What lines below contain the word "Target"? Please pull each one out.

-*-

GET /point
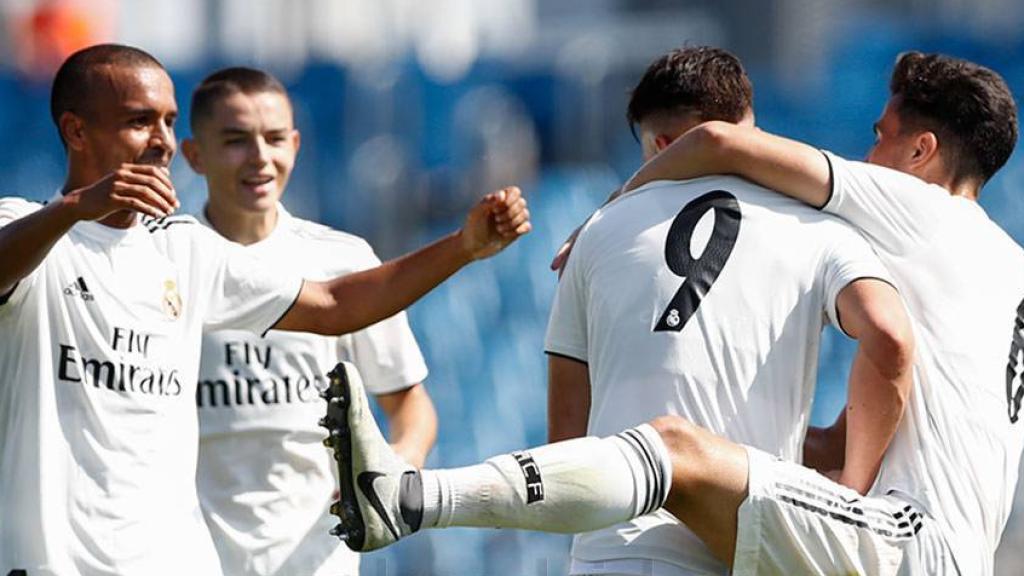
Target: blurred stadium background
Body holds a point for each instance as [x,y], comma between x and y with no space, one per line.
[412,109]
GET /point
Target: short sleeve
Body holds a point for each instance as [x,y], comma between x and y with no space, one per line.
[895,211]
[248,293]
[12,209]
[566,333]
[847,259]
[386,353]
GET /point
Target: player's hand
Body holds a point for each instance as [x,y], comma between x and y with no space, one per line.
[138,188]
[499,219]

-*-

> **ANSWER BOX**
Target: blurred stadium background
Target: short sleeve
Target: player's hand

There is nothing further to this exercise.